• **Coordinate annotation records**:
[start]

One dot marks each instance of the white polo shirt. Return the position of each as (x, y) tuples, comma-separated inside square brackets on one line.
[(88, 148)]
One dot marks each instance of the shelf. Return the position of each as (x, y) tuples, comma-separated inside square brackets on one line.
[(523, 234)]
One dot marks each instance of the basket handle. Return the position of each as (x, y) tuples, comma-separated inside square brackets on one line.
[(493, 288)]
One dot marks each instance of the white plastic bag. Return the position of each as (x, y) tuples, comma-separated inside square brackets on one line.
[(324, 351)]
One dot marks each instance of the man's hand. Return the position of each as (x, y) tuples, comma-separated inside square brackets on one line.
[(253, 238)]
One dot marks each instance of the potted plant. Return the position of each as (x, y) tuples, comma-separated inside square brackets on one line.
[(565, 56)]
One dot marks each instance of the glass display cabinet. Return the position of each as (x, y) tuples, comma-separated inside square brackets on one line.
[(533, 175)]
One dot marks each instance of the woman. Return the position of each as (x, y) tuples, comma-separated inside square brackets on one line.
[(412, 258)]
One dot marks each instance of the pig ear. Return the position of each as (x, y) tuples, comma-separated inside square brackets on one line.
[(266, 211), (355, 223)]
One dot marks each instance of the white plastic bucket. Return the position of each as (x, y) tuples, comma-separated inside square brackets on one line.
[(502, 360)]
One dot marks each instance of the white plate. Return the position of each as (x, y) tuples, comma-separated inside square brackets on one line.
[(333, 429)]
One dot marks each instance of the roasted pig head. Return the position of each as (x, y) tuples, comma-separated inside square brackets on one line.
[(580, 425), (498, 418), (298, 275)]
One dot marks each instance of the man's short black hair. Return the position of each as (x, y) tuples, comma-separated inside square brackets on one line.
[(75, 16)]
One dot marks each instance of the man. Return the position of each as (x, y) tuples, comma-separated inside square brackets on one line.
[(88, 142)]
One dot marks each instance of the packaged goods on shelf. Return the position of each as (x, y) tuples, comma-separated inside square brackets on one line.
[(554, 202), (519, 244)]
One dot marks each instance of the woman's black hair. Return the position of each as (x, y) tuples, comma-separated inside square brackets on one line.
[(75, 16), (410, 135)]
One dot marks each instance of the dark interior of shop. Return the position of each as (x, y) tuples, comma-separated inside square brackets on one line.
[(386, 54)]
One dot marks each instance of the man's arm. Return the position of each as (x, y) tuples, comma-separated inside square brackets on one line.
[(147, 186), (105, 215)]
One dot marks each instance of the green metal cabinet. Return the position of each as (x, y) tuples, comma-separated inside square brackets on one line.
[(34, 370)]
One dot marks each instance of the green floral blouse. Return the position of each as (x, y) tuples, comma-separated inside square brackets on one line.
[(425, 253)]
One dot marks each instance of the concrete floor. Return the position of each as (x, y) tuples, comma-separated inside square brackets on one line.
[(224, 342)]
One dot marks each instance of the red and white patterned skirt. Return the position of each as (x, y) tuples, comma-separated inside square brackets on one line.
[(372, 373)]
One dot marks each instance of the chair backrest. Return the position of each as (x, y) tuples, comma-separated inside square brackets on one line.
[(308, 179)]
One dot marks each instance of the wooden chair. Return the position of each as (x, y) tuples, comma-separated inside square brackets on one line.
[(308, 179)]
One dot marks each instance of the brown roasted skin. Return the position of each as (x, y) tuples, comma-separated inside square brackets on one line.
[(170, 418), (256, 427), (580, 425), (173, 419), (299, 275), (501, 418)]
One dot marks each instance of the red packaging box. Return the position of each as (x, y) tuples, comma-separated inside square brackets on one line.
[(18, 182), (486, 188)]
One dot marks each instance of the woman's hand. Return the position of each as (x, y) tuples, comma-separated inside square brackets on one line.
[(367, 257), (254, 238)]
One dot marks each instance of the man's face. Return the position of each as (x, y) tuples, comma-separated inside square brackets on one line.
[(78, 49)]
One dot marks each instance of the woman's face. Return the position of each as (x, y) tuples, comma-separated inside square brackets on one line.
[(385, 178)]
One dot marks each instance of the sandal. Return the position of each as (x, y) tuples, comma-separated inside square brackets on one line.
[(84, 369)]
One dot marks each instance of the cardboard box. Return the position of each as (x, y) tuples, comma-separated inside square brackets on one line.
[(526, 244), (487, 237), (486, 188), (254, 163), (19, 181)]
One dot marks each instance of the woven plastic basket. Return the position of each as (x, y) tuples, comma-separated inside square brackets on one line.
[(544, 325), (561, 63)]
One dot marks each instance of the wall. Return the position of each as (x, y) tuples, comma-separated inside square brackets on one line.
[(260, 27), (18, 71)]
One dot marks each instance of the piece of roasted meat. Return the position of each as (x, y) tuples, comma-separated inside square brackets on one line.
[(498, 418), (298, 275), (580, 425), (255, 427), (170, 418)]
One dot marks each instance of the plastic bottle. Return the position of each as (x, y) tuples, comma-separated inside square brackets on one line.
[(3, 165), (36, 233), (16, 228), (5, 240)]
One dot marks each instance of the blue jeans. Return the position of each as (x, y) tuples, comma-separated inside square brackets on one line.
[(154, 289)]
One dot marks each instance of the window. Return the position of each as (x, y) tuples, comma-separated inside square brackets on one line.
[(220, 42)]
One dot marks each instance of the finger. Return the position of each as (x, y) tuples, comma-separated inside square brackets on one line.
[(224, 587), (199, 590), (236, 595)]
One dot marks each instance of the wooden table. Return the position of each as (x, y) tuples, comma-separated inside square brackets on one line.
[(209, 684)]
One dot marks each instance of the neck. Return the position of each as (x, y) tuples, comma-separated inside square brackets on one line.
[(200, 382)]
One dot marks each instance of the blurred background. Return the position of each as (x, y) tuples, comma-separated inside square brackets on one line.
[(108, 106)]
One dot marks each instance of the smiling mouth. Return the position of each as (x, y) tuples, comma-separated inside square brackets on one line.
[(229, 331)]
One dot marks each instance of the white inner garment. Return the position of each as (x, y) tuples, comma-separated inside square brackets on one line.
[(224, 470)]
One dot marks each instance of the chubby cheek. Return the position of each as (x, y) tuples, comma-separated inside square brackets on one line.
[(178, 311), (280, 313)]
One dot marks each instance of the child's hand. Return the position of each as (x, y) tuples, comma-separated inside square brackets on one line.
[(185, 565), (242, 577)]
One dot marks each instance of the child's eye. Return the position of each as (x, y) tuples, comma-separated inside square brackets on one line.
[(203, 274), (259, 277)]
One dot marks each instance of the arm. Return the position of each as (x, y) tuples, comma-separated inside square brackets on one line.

[end]

• **PROBLEM REQUIREMENTS**: Quote the material above in full, reproducing every line word for word.

• **RESULT OF THIS TASK**:
One dot marks each instance of the white polo shirt. Return the position of each as (x, y) tuples, comma-separated inside square brackets on one line.
[(88, 148)]
One dot marks each instance of the shelf. Return the position of each as (x, y) tuples, comma-separated inside square brackets on one line.
[(523, 234)]
One dot marks each instance of the basket handle. Return the position of each as (x, y) tuples, comma-separated inside square brackets on one line.
[(493, 288)]
One dot marks each instance of the white plastic bag. Return the position of each as (x, y) tuples, comma-separated inside square brackets on one line.
[(324, 351)]
One dot marks each instance of the man's hand. Return the position of each as (x, y) tuples, comma-separated inside square brackets on one line.
[(253, 238)]
One dot marks each instance of the potted plant. Return the position of each as (x, y) tuples, comma-separated inside square brackets on one line.
[(565, 56)]
One dot marks each instance of the glass display cabinet. Return the position of each as (x, y) tuples, comma-separated inside square brackets on one line.
[(533, 175)]
One dot marks each instance of the woman. Return the position of each as (x, y) tuples, comma-separated inside square brackets on one line.
[(412, 258)]
One dot marks each instance of the pig ear. Return the position of each as (x, y) tuples, comma-separated inside square brackets on one line.
[(266, 211), (355, 223)]
One dot marks each instance of the white plastic bucket. Return the position of each as (x, y) tuples, comma-separated inside square brackets on one line.
[(502, 360)]
One dot marks each instance of the white plate. Return the position of each as (x, y) tuples, comma-separated inside square brackets on one line.
[(333, 429)]
One dot marks each instance of the roasted pig head. Return the position of each as (x, y) tuples, comma-separated inside square brackets on one line.
[(580, 425), (498, 418), (298, 275)]
One dot marks each instance of the man's short black hair. Return the position of each as (x, y) tuples, comma-separated inside square brackets on one line.
[(75, 16)]
One dot marks each instance of the man. Return the position of each as (x, y) tuples, comma-separated inside square brackets on one line.
[(88, 142)]
One dot marks each instance of the packaged goods on shelf. Return the position of each as (x, y) tuples, comma-separated inside square brackets on one line.
[(554, 202), (519, 244)]
One dot marks each instance of the woman's black hair. Return the position of each as (x, y) tuples, comma-separated inside square brackets on one line.
[(75, 16), (410, 135)]
One dot marks each instance of the dark interior of shop. Return the position of each as (x, y) tuples, comma-separated inside square brackets on one line.
[(386, 54)]
One dot marks each instance of the man's arm. Return the position of each as (x, y) tuples, comma-separated inside square brackets on one line.
[(147, 186), (105, 215)]
One dot marks each instance of the green metal cabinet. Return the position of each as (x, y) tuples, comma-separated inside square brackets on one line.
[(34, 370)]
One dot marks each instance of the green floral blouse. Return the position of each as (x, y) tuples, comma-separated inside square brackets on one line.
[(425, 253)]
One dot marks each instance of the concrete floor. Return the position of each as (x, y) tuples, comma-separated inside square brackets on one line.
[(224, 342)]
One dot marks each instance of the red and white patterned skirt. Return the position of each as (x, y) tuples, comma-separated inside square brackets on one line.
[(372, 373)]
One dot marks each instance of the chair backrest. Return the position of each as (x, y) tuples, comma-separated inside square brackets on one line.
[(308, 179)]
One dot marks each instance of the wooden chair. Return the position of each as (x, y) tuples, comma-separated inside square brackets on one line.
[(308, 179)]
One dot marks each instance of the brown roasted skin. Return the position of each as (x, y) tuples, comma-separated inside square brackets on one line.
[(170, 418), (256, 427), (580, 425), (173, 419), (299, 275), (501, 418)]
One dot marks each instance of the red packaging box. Return the position of each as (x, y) tuples, comma-separated inside square brackets on one line.
[(18, 182), (486, 188)]
One dot marks each instance of the woman's hand. Return the position of each as (x, y) tuples, comma-separated inside square brackets on one line.
[(367, 257), (254, 238)]
One dot marks each instance of the man's face. Return the position of each as (x, y) tuples, comma-separated inside square brackets on one line.
[(78, 49)]
One dot marks each instance of the woman's face. Return the position of each as (x, y) tuples, comma-separated inside square brackets on one line.
[(385, 178)]
One dot marks each instance of the sandal. Return the position of each as (x, y) tuples, comma-separated inside square brackets on one line.
[(84, 369)]
One dot marks each instance of the cardboard box. Return the position of each as (x, y) tuples, comma-separated inside square brackets on one line.
[(526, 244), (487, 237), (486, 188), (254, 163), (19, 181)]
One dot marks each instance of the woven plastic basket. Return the position of each as (x, y) tuples, comma-separated inside square brackets on one line.
[(544, 325), (561, 63)]
One dot marks each instance of the wall. Return the position of each as (x, y) tuples, comma-separated inside square brackets on one line.
[(260, 27), (18, 71)]
One dot marks each instance of the piece of roasted meat. Return the position of each as (x, y) tuples, comma-separated inside square brackets on one line.
[(498, 418), (298, 275), (580, 425), (255, 427), (170, 418)]
One dot marks each instance of the plastic bottle. Return the position of each as (x, y) tuples, comma-separated inside square brackets on one line.
[(3, 165), (36, 233), (16, 228), (5, 240)]
One dot marks each instance of the blue jeans. Return the position of each as (x, y) tuples, comma-separated inside square brackets on one line.
[(154, 289)]
One dot marks each instance of the window. Return the position of each as (x, y) tuples, comma-separated inside square brackets on one line.
[(220, 42)]
One dot marks each instance of the finger. Return the position of each as (x, y) tuples, comma-separated inside square brackets on one line.
[(224, 587), (199, 590), (236, 595)]
One dot marks each instance of the wooden table. Return the position of each as (x, y) tuples, comma-separated inside square brackets on one line.
[(209, 684)]
One dot marks each instance of the neck. Return the position of each as (x, y) tuples, comma-separated inside square brackets on one line.
[(200, 382)]
One dot marks each instance of the blurred background. Return the position of each as (x, y) tuples, comma-separated inside square brackets on one line.
[(108, 106)]
One dot marks each instance of the smiling mouth. Return the position of each as (x, y) tuples, comma-separated inside square brackets on one line.
[(229, 331)]
One dot marks each instance of the white inner garment. Return the position of each as (x, y) tuples, comma-separated inside square brackets on one line.
[(224, 470)]
One dot marks each instance of the chubby cheek. Return the position of each as (x, y) tuples, comma-separated inside square brackets on one line.
[(178, 311), (280, 313)]
One dot marks each instance of the child's hand. Return the position of each as (x, y) tuples, comma-separated inside square brackets on one line.
[(185, 565), (242, 577)]
One dot marks each instance of the child's eye. Return the position of each as (x, y) tuples, comma-separated inside square brackets on one line.
[(203, 274), (259, 277)]
One dot marks each instance of the arm. Return the position of each as (x, y) tuples, comma-separated inside square brackets on one line.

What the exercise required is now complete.